### TASK STATEMENT
Your answer should be the lines from the one with "the brown leather" to the end of the data below, both included, exact and free of pictures.

[RECORDS SUPPLIED Boundary: Start]

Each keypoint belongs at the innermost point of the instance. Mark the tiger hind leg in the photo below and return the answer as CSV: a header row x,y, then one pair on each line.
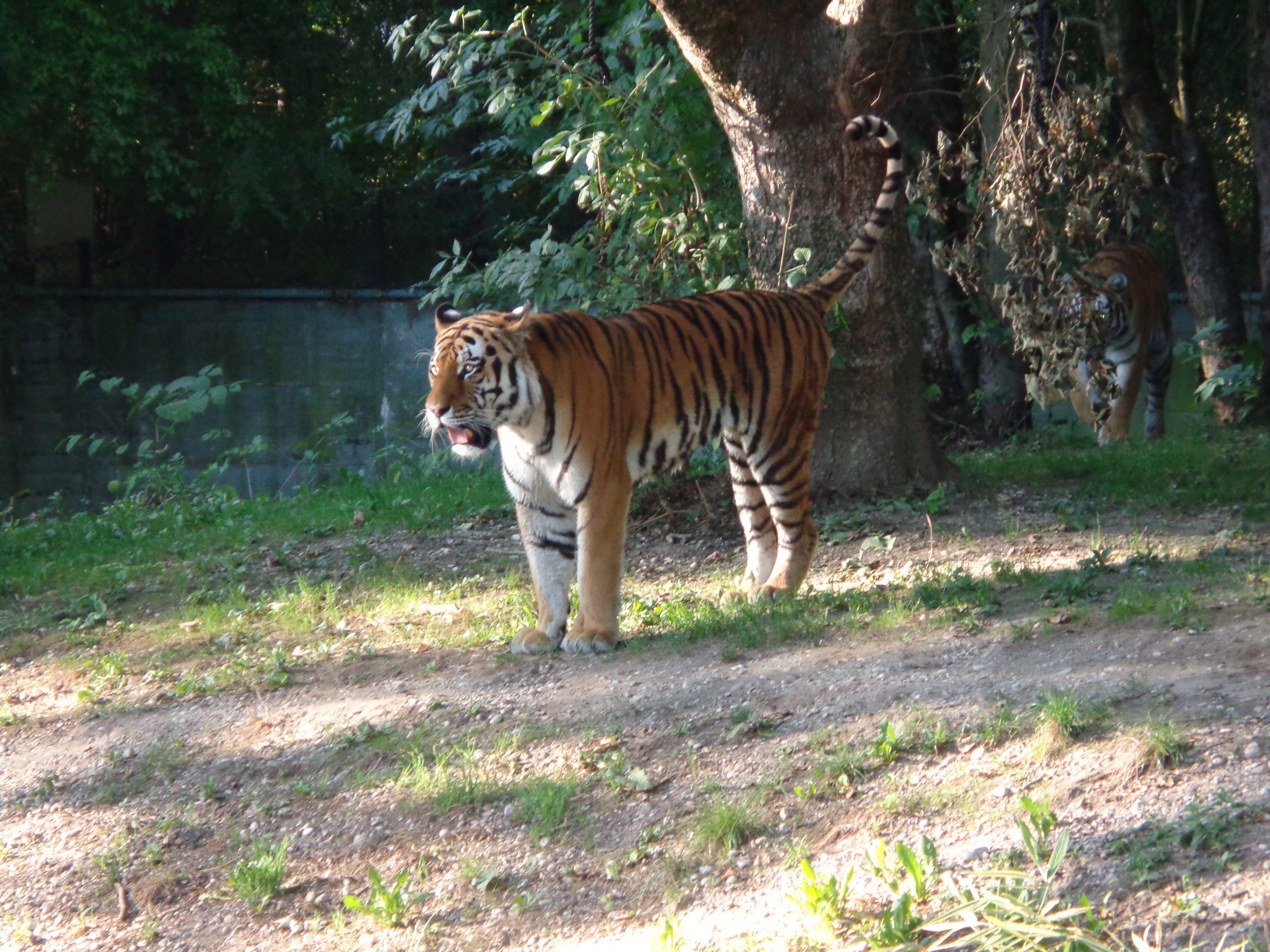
x,y
1160,368
756,522
790,505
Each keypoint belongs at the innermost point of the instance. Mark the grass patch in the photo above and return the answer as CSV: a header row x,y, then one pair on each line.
x,y
686,619
1164,744
78,573
544,803
844,764
727,824
129,775
257,878
999,725
449,777
1067,714
1216,468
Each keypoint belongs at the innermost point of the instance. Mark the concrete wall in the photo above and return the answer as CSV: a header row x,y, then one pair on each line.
x,y
305,356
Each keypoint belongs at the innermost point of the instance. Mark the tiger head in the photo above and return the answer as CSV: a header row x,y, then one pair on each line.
x,y
1116,284
481,375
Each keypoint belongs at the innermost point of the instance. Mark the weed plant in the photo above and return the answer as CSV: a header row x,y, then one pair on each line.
x,y
388,903
1067,715
1164,743
999,725
258,878
727,824
1215,468
1207,829
543,804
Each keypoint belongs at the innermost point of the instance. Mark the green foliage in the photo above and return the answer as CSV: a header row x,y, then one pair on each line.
x,y
449,777
1035,832
151,469
1204,828
1221,468
686,619
888,744
844,764
904,871
258,876
727,824
205,132
954,589
667,937
1069,714
544,803
825,898
388,903
1164,743
640,155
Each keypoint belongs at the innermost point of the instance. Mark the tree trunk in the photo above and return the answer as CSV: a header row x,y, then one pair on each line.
x,y
1188,183
784,78
1259,112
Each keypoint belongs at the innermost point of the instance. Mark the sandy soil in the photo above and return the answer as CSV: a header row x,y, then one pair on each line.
x,y
670,714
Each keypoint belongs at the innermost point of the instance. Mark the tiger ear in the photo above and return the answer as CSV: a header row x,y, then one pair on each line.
x,y
520,316
446,315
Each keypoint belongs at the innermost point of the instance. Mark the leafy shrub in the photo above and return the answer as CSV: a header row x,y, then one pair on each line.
x,y
257,878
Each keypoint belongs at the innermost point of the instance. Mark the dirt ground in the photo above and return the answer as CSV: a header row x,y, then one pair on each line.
x,y
300,761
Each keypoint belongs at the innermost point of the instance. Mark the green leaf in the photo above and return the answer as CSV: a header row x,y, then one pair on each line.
x,y
636,779
177,412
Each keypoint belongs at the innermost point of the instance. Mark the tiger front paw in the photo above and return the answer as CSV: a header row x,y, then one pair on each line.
x,y
587,643
531,642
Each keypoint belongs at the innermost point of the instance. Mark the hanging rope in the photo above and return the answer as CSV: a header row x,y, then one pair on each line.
x,y
592,48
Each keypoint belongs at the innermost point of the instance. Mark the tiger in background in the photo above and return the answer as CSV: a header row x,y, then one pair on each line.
x,y
1138,335
586,408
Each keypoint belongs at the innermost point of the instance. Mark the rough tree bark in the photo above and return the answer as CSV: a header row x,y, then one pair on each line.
x,y
1183,169
1259,111
784,78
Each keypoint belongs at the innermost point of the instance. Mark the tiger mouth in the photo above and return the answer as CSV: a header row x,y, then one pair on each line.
x,y
475,437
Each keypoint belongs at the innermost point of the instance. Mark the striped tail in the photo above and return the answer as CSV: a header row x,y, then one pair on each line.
x,y
837,280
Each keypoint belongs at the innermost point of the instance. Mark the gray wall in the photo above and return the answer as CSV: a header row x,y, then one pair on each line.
x,y
305,356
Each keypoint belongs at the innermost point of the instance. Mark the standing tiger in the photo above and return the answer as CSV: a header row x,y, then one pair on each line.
x,y
586,408
1138,338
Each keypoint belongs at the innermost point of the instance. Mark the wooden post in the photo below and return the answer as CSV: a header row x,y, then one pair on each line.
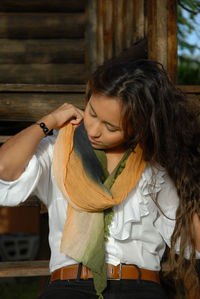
x,y
162,40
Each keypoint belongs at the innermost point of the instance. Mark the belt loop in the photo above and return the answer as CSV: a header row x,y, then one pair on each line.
x,y
139,273
79,272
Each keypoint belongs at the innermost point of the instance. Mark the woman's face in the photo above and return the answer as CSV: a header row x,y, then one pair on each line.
x,y
103,122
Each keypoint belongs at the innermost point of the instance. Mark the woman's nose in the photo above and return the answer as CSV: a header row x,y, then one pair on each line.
x,y
95,130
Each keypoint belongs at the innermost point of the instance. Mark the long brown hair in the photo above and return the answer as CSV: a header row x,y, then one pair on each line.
x,y
159,117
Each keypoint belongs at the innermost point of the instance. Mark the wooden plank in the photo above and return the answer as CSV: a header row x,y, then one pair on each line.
x,y
152,26
172,40
91,36
100,33
44,5
190,88
140,20
118,7
32,106
128,23
24,269
42,25
76,88
42,51
43,73
162,34
108,29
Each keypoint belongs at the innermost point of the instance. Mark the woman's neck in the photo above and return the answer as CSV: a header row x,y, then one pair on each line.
x,y
113,158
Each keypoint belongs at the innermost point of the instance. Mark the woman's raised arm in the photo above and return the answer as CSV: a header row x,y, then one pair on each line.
x,y
18,150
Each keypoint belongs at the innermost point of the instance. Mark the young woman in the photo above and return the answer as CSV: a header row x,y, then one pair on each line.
x,y
120,182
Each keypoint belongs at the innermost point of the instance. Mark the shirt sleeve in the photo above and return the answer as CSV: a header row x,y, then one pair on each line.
x,y
34,180
168,202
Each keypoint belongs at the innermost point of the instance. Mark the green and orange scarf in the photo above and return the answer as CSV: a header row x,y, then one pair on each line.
x,y
78,174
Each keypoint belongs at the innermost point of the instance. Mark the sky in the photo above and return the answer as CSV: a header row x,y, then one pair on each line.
x,y
193,38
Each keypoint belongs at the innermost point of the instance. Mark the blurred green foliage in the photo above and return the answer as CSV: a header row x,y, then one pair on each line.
x,y
188,64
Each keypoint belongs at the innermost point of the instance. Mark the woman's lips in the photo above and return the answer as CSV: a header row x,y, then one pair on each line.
x,y
92,140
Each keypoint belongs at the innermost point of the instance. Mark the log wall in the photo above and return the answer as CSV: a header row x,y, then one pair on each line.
x,y
42,42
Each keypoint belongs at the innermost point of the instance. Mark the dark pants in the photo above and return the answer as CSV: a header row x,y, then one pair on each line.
x,y
116,289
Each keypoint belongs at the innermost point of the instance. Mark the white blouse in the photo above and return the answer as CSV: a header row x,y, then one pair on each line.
x,y
139,231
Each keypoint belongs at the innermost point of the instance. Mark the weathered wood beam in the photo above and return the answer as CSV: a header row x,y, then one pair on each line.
x,y
190,88
172,40
24,269
44,5
43,73
42,51
73,88
138,20
42,25
162,40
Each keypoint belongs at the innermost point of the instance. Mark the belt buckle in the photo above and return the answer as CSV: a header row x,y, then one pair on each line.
x,y
120,273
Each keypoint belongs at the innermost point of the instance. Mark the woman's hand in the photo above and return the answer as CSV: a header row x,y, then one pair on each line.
x,y
17,151
66,113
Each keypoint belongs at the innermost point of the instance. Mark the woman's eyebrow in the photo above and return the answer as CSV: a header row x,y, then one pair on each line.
x,y
106,122
92,108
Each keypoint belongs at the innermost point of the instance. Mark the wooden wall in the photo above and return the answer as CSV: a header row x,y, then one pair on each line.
x,y
49,48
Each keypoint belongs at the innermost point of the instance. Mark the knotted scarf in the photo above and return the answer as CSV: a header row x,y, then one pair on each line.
x,y
78,174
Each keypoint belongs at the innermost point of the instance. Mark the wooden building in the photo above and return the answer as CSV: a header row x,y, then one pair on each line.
x,y
49,49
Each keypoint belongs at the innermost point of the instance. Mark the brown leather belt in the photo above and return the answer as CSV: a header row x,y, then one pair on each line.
x,y
113,272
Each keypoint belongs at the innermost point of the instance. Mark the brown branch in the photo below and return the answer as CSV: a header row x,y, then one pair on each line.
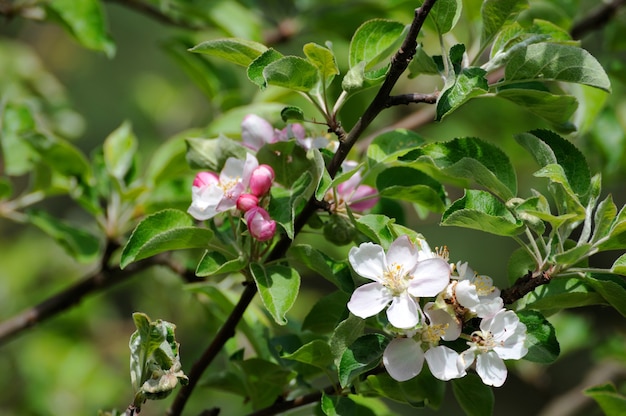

[RECORDS SUPPLIED Boundary: End]

### EXERCISE ANSWER
Each keypoint belongs at the innermost point of the instance. Mark the brown leather belt in the photo above and return the answer as CSV: a header row x,y, then one pair on each line.
x,y
113,272
Each keypoint belongs at the innermost point of the instance. Mark the brown branch in the photo below and return the answer as CSV: a header row x,y, then one pair on each line.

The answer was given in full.